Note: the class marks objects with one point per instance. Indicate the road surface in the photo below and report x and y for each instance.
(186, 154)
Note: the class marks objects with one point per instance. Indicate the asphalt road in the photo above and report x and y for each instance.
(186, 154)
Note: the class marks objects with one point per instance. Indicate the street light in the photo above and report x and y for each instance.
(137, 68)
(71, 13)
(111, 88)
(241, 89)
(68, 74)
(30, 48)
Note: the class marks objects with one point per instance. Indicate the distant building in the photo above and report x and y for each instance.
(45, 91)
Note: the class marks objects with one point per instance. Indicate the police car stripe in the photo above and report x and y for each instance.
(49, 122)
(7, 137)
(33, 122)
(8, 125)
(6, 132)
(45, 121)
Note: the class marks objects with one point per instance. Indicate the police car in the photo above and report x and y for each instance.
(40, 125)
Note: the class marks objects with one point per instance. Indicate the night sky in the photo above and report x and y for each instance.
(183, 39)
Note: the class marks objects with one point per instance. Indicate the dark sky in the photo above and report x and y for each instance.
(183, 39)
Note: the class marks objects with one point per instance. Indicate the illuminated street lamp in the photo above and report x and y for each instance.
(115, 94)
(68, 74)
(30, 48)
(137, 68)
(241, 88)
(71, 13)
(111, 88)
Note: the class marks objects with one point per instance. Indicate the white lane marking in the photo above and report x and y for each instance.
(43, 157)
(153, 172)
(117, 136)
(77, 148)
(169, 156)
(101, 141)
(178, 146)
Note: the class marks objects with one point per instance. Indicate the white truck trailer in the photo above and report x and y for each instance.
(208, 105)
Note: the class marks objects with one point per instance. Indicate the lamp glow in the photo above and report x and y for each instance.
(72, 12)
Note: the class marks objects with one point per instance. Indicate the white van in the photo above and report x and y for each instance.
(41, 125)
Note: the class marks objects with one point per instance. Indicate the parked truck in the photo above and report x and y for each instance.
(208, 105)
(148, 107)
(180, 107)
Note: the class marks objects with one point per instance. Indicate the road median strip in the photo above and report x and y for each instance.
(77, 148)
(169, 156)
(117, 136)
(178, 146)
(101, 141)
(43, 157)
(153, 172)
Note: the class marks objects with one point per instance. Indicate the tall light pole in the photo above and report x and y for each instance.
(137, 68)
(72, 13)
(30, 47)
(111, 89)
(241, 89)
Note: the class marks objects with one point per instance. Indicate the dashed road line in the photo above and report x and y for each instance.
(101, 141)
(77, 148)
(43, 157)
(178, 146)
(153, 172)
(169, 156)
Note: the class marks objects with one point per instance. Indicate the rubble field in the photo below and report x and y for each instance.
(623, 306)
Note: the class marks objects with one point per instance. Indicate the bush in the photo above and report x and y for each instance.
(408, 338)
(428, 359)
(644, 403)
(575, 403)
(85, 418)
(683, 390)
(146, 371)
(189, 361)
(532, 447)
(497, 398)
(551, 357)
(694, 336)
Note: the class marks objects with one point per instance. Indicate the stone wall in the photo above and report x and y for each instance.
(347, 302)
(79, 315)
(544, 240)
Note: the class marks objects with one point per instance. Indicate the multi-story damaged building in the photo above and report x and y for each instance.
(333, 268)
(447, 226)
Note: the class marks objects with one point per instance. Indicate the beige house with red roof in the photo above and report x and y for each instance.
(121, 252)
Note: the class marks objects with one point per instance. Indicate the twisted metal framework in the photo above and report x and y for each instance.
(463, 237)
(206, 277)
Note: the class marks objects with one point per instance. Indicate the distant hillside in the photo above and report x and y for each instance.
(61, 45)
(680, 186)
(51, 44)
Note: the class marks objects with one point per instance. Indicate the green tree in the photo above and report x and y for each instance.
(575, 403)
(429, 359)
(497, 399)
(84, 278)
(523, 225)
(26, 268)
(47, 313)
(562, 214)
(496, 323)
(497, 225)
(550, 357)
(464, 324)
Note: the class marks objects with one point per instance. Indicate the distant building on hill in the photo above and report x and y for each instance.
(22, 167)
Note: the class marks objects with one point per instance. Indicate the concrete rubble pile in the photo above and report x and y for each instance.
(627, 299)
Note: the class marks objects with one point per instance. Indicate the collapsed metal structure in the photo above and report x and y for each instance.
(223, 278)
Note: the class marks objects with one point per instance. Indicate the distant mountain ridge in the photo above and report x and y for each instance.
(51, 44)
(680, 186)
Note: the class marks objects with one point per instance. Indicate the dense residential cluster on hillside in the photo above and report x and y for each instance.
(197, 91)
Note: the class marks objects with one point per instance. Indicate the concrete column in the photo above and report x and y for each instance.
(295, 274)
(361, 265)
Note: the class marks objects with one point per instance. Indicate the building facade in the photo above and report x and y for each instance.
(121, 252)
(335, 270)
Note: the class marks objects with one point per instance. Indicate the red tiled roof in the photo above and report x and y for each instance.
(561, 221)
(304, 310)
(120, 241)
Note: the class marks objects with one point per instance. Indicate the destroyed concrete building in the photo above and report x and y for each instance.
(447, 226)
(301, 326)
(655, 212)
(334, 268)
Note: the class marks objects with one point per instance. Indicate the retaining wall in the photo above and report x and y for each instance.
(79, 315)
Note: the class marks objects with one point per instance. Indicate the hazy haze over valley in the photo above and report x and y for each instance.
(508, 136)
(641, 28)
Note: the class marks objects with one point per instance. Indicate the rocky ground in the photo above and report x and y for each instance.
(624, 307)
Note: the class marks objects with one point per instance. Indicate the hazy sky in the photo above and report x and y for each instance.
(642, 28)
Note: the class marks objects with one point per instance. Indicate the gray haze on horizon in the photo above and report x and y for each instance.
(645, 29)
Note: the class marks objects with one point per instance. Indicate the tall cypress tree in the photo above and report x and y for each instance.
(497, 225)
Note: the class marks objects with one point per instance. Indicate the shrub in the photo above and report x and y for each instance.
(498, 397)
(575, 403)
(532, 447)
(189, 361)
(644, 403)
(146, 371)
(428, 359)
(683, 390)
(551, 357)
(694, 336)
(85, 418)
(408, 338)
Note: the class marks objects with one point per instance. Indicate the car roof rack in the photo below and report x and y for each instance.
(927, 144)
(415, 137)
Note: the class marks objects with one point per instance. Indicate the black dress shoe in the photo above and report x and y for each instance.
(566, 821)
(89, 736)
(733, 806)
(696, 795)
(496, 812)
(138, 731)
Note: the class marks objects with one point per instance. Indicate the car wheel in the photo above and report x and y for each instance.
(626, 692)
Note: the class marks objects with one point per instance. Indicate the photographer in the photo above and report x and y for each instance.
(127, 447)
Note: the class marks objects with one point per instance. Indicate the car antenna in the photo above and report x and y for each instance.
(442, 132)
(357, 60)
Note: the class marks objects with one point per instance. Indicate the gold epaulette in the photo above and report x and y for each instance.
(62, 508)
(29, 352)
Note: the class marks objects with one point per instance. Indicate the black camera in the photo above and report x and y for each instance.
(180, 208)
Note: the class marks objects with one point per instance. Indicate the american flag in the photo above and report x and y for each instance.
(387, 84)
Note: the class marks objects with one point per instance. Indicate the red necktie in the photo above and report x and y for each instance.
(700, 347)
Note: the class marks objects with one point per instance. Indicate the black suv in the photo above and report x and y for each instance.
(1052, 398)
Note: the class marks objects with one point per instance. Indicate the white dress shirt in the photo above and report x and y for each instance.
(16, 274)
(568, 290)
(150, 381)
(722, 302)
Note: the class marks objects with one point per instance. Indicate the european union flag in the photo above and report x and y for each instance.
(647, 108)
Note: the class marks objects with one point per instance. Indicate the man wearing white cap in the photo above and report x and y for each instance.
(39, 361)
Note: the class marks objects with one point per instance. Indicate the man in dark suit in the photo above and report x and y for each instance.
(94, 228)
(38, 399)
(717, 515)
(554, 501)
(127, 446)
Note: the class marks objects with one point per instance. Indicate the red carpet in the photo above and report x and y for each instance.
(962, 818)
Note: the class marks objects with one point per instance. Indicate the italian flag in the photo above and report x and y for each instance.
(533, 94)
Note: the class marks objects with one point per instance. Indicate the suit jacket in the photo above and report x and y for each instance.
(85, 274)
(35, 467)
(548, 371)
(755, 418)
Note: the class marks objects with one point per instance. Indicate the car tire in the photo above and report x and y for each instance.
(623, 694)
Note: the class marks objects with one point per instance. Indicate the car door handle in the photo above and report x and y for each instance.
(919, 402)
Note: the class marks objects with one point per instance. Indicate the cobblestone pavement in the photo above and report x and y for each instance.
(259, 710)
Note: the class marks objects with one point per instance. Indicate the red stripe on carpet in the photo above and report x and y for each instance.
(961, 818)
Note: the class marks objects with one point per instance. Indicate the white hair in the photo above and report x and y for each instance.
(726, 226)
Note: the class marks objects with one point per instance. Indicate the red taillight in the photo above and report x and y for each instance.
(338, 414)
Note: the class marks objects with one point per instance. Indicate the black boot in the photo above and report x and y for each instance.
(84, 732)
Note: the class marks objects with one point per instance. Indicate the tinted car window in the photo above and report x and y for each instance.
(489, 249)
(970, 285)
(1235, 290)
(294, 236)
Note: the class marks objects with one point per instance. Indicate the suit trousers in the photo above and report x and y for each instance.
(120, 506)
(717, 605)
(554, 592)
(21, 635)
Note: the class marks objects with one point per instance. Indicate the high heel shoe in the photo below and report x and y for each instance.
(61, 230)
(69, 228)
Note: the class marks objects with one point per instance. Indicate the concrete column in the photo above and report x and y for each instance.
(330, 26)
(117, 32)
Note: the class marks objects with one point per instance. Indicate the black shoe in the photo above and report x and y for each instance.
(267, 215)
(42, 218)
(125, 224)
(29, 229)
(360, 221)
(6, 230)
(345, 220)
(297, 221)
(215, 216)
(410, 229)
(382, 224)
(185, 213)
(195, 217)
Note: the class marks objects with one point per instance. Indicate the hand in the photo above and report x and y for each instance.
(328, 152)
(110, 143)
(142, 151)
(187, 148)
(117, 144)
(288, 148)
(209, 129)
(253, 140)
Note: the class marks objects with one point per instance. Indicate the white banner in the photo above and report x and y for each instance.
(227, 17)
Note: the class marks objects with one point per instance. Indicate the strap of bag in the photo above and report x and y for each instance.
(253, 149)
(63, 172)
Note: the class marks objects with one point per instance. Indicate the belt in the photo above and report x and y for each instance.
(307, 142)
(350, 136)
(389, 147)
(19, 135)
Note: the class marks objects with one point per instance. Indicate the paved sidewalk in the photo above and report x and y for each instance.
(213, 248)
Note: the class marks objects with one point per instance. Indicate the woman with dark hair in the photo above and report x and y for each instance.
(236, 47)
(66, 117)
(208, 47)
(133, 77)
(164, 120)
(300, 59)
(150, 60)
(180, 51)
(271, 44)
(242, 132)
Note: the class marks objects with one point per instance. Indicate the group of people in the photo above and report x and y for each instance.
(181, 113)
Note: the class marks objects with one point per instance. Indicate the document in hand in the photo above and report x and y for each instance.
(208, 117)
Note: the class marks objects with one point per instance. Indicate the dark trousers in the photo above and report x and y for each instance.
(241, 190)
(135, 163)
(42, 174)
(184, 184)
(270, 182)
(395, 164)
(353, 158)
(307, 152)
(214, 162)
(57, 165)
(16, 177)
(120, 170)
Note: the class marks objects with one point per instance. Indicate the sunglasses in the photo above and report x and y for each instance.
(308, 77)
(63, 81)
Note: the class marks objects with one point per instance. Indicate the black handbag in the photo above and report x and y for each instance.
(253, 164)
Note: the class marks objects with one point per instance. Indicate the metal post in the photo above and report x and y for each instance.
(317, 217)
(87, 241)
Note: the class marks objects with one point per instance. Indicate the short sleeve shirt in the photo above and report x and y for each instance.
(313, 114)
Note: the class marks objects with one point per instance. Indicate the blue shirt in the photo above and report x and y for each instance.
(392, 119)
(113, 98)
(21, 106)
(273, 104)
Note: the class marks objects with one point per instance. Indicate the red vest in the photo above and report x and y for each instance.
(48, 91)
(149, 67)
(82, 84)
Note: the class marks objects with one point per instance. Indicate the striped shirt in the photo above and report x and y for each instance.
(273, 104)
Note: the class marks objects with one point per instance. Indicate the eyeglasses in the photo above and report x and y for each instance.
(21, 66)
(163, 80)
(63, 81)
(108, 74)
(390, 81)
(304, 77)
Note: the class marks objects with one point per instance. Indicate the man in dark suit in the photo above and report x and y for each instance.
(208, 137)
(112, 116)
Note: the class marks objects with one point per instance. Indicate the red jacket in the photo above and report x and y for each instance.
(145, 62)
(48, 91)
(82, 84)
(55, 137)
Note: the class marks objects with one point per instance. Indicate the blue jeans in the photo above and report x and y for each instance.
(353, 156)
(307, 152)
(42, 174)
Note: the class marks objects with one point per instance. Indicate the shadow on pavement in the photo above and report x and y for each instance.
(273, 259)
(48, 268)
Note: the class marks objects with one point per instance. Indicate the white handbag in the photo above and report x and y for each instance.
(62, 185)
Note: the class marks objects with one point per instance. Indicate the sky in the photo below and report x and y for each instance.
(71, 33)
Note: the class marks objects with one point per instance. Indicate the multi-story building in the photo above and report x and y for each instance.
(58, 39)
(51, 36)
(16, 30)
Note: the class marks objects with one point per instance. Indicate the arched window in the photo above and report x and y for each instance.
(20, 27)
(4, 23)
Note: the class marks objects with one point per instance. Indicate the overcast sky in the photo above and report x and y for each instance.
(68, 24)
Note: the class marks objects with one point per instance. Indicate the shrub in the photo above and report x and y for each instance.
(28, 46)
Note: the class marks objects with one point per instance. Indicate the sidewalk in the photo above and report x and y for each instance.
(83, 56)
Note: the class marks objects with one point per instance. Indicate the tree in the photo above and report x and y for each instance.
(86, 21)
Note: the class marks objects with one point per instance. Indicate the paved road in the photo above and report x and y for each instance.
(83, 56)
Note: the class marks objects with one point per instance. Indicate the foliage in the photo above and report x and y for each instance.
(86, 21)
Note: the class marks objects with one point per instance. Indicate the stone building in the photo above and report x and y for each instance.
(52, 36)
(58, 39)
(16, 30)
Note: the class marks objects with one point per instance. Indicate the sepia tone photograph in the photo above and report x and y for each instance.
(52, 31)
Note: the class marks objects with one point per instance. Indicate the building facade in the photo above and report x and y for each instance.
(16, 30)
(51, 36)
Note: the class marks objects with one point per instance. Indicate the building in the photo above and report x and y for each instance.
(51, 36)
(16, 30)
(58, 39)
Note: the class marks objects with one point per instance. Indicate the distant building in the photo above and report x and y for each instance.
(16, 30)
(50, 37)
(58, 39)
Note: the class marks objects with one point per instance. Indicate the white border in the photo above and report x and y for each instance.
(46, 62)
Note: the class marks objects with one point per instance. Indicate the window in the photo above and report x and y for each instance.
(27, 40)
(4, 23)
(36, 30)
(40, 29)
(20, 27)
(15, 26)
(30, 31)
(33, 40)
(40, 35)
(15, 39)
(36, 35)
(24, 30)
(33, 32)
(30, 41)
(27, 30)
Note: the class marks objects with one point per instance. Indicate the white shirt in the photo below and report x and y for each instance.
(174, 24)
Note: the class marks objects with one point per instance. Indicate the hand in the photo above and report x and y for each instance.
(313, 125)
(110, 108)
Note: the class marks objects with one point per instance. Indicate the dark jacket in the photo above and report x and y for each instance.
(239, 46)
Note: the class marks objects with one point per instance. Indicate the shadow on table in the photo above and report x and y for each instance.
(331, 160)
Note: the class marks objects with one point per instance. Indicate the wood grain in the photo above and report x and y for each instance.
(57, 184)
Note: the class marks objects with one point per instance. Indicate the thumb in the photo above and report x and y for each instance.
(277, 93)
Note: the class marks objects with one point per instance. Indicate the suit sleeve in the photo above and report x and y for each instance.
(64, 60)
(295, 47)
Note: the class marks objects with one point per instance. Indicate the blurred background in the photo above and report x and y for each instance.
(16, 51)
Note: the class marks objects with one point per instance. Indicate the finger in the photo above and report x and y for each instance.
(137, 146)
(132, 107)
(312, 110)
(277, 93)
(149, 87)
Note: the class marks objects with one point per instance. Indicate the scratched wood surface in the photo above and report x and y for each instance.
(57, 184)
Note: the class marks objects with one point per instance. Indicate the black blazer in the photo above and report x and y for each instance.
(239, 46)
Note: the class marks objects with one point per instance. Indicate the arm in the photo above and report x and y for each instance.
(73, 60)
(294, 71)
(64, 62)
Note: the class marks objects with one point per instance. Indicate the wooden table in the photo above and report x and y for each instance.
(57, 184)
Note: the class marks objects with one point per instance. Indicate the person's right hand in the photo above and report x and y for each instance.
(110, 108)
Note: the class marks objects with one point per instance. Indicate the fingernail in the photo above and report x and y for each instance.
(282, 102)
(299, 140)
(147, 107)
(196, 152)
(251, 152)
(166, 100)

----

• [What the task requires]: Return the line where "Indicate the scratched" appears, then every line after it to the end of the listing, all exactly as written.

• [Task answer]:
Note: the class marks objects with one point per instance. Indicate the scratched wood surface in the photo above and report x and y for each instance.
(57, 184)
Note: the class marks objects with one point per instance. Indicate the black blazer in the photo above and report x and y for each instance.
(239, 46)
Note: the class marks objects with one point per instance. Indicate the arm in the photo above and report x and y for each instance.
(73, 60)
(294, 71)
(64, 62)
Note: the class marks objects with one point per instance. Indicate the wooden table in the photo above and report x and y for each instance.
(57, 184)
Note: the class marks objects with one point per instance. Indicate the person's right hand in the photo above and report x and y for each instance.
(110, 108)
Note: the class marks objects with one point per instance. Indicate the fingernail in the photo above and report x and y for each instance.
(282, 102)
(299, 140)
(147, 107)
(196, 152)
(251, 152)
(166, 100)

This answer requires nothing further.